* [Work to be completed]: Reproduce the listing below word for word, keeping every line in its original order.

================================

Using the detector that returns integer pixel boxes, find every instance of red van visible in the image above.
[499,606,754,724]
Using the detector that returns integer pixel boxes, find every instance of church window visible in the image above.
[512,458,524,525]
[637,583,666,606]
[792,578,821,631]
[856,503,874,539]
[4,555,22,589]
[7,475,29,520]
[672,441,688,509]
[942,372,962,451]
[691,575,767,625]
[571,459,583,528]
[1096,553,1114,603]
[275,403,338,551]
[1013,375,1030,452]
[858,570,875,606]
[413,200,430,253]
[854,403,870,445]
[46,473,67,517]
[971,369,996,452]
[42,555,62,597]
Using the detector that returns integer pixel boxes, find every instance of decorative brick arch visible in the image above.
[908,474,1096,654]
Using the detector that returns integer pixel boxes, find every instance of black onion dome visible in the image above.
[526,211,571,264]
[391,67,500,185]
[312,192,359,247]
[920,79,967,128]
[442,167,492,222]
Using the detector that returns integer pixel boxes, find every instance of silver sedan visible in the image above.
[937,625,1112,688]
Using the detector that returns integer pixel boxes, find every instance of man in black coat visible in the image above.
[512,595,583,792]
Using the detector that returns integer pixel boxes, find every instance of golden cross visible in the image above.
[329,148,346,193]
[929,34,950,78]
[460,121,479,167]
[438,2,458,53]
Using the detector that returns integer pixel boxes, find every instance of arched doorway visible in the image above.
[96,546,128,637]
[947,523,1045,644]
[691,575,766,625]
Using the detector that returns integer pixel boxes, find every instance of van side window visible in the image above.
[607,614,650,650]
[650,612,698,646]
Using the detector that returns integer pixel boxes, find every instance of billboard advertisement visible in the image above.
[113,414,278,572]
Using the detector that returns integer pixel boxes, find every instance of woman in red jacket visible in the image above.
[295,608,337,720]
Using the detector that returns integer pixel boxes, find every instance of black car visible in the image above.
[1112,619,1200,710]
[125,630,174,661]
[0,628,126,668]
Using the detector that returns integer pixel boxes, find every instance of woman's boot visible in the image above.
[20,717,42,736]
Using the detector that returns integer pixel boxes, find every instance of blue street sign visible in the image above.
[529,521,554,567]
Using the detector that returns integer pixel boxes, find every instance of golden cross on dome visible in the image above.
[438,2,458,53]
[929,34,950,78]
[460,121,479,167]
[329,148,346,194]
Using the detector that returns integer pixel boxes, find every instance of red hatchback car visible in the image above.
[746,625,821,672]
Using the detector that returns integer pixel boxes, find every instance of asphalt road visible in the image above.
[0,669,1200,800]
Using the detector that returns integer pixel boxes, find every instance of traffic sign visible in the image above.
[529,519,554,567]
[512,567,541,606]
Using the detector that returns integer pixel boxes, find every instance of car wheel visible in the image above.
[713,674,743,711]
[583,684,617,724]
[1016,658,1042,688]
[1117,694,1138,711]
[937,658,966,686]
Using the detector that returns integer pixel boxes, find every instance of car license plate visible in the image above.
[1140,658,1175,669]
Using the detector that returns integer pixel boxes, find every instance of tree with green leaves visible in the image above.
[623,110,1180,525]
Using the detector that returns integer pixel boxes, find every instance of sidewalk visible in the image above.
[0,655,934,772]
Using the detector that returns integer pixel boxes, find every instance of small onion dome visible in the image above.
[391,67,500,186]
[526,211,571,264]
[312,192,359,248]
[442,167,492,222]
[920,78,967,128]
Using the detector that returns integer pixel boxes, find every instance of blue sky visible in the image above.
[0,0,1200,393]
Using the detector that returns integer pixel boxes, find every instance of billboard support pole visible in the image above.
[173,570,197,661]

================================

* [Solution]:
Using the detector that returns integer pixel boxes, find every instance of red van visible in the image above.
[499,606,754,724]
Using the detector that returns integer pixel boxes, find every instance of church window visible in the image above.
[512,458,524,525]
[637,583,666,606]
[792,578,821,631]
[856,503,874,539]
[4,555,22,589]
[7,475,29,520]
[672,441,688,509]
[942,372,962,451]
[691,575,767,625]
[571,459,583,528]
[1096,553,1114,603]
[275,403,338,551]
[1013,375,1030,452]
[858,570,875,606]
[413,200,430,253]
[854,403,870,445]
[46,473,67,517]
[971,369,996,452]
[42,555,62,597]
Using the detector that returns integer pixel boxes, find every instance of decorative brick arch visible in the image above.
[908,474,1096,654]
Using the detector that returns integer pixel boxes, find every instance of black onion dome visible in the image above.
[526,211,571,264]
[391,67,500,185]
[312,192,359,247]
[920,79,967,128]
[442,167,492,222]
Using the detector that returns integer pixel boxes, find every instance of silver sedan visible in the image above.
[937,625,1112,688]
Using the detector that returns integer pixel boxes, find every instance of man in black coat visible in the image above.
[512,595,583,792]
Using the detector that returns integer pixel boxes, find every instance of golden cross visible in the image above.
[329,148,346,193]
[929,34,950,78]
[460,121,479,167]
[438,2,458,53]
Using the detector that returns integer pixel boxes, find every instance of arched doorway visible in the image above.
[96,546,128,637]
[947,523,1045,644]
[691,575,766,625]
Using the detector that returns integer pixel boxes, find every instance of van side window visible in the image above.
[607,614,650,650]
[650,612,698,646]
Using the detector that returns integer pixel boxes, find every instance of billboard advertisement visible in the image above.
[113,414,278,572]
Using the detector that returns integer pixel boxes, find every instance of woman in red jacket visible in the image above.
[295,608,337,720]
Using the detector that returns integer pixel boxes, find every instance of black car visible in the image above.
[1112,619,1200,710]
[125,630,174,661]
[0,628,126,668]
Using the detector that returns integer pixel boxes, find every instance of woman's boot visible in the image above.
[20,717,42,736]
Using the detector that returns integer pixel boxes, find every instance of blue street sign visible in the image above.
[529,521,554,567]
Using the detector that returns integer pixel boxes, find every instance of golden cross on dome visible in the image above.
[438,2,458,53]
[929,34,950,78]
[460,121,479,167]
[329,148,346,194]
Using the detector that returns integer pixel boxes, find every instance of red hatchback car visible in the image above.
[746,625,821,672]
Using the detector that returns integer pixel boxes, find every instance of asphalt road visible in the image above.
[0,669,1200,800]
Using the detector that returns integer pixel boxes, find every instance of traffic sign visible in the image above.
[529,519,554,567]
[512,567,541,606]
Using the detector that returns integer pixel boxes, find every instance of car wheel visible in the image above.
[713,674,743,711]
[583,684,617,724]
[1016,658,1042,688]
[1117,694,1138,711]
[937,658,966,686]
Using the detector that returns integer pixel boxes, find every instance of car license plate visible in the image above.
[1140,658,1175,669]
Using the detector that returns integer pixel boxes, find every instance of tree with green leaves visible in the image above.
[623,110,1180,525]
Using the detector that returns integer pixel boxes, find every instance of sidewalk visible in the image above.
[0,655,934,772]
Using the detector that returns integer pixel boxes, find every instance of small onion dome visible in the image above.
[391,67,500,186]
[526,211,571,264]
[312,192,359,248]
[442,167,492,222]
[920,78,967,128]
Using the detector that returns integer pixel boxes, find every instance of blue sky visible in the image above.
[0,0,1200,393]
Using the detector that returns integer pixel boxes, find every instance of billboard support pole visible in the image above.
[173,570,197,661]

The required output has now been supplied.